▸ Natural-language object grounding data

━━━━━━━━━━━━━━━━━━━━

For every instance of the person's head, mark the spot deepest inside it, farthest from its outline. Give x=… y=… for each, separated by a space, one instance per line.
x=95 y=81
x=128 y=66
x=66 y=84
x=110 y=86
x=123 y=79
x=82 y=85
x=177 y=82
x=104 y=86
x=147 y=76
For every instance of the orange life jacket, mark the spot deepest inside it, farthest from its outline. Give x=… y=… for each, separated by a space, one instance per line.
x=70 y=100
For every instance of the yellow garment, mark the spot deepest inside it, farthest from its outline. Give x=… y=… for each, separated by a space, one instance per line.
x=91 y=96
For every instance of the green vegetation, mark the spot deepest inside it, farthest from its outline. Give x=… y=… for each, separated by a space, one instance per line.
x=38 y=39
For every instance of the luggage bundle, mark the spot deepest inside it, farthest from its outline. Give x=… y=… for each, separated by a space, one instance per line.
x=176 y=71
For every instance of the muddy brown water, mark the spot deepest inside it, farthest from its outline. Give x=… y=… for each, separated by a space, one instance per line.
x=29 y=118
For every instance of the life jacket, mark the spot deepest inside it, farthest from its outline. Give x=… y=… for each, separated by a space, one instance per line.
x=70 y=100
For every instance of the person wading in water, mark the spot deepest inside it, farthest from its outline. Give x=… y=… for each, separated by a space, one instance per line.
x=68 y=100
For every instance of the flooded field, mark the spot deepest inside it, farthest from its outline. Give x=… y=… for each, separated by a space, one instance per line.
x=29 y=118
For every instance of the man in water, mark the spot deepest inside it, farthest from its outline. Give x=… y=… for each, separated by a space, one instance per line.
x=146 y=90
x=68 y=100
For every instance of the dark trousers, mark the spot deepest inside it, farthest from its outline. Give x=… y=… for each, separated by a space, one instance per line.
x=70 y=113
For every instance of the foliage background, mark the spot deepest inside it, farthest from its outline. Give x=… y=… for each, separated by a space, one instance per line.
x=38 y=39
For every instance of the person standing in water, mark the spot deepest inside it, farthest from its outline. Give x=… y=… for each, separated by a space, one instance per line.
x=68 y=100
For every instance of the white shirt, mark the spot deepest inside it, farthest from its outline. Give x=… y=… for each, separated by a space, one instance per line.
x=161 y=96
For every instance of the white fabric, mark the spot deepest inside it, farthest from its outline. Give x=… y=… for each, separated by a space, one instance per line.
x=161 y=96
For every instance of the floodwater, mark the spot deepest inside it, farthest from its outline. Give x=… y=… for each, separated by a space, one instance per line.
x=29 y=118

━━━━━━━━━━━━━━━━━━━━

▸ Aim of the task
Reproduce the preceding entries exactly and completely.

▸ Reply to the exercise
For every instance of the person's head, mark the spot deepest inside it, farthest from its outline. Give x=… y=… for each, separated by a space, one instance per line.
x=95 y=81
x=128 y=66
x=66 y=84
x=110 y=86
x=123 y=79
x=82 y=85
x=177 y=82
x=104 y=86
x=147 y=76
For every instance of the orange life jacket, mark the spot deepest inside it, farthest from its outline. Give x=… y=… for each, separated by a space, one instance per line.
x=70 y=100
For every instance of the yellow garment, mark the spot deepest inside it, farthest from its outline. Give x=… y=… for each, separated by a space, one instance per line.
x=91 y=96
For every instance of the green vegetation, mark the spot deepest inside it, farthest from its outline. Give x=… y=… for each, separated by a space, one instance per line.
x=38 y=39
For every instance of the luggage bundle, mark the spot deepest inside it, farthest from its outline. Give x=… y=… for each, separated by a space, one instance per line.
x=176 y=71
For every instance of the muddy brown water, mark the spot deepest inside it, farthest from its outline. Give x=… y=… for each, separated by a space, one instance per line.
x=29 y=118
For every instance of the life jacket, mark the spot deepest inside it, farthest from its outline. Give x=… y=… for each, separated by a space, one instance per line.
x=70 y=100
For every instance of the person wading in water, mark the spot deepest inside it, farthest from its outline. Give x=… y=… for each, separated by a space, one instance per line.
x=68 y=100
For every instance of the flooded field, mark the spot deepest inside it, farthest from its outline. Give x=… y=… for each, separated by a space, one instance per line.
x=29 y=118
For every instance of the man in water, mark the spot deepest inside it, farthest from its outline. Give x=… y=… for each, separated by a space, one instance per line.
x=146 y=90
x=68 y=100
For every instance of the dark trousers, mark the spot deepest inside it, farthest from its outline. Give x=… y=… for each, separated by a space, one instance per line.
x=70 y=113
For every instance of the foliage background, mark the spot deepest inside it, farthest from its outline. Give x=… y=… for each, separated by a space, one instance per line.
x=38 y=39
For every instance of the person standing in water, mark the spot deepest inside it, farthest from its outline. Give x=… y=… for each, separated by a space, one instance per line.
x=68 y=100
For every instance of the white shirt, mark the spot deepest inside it, farthest from its outline. Give x=… y=… for each, separated by a space, one instance per line.
x=161 y=96
For every instance of the white fabric, mark the spot deepest inside it, farthest from its outline. Give x=… y=… for each, separated by a space, one instance per line.
x=161 y=96
For every instance of the floodwater, mark the spot deepest inside it, farthest from its outline. Give x=… y=… for each, separated by a space, one instance per line.
x=29 y=118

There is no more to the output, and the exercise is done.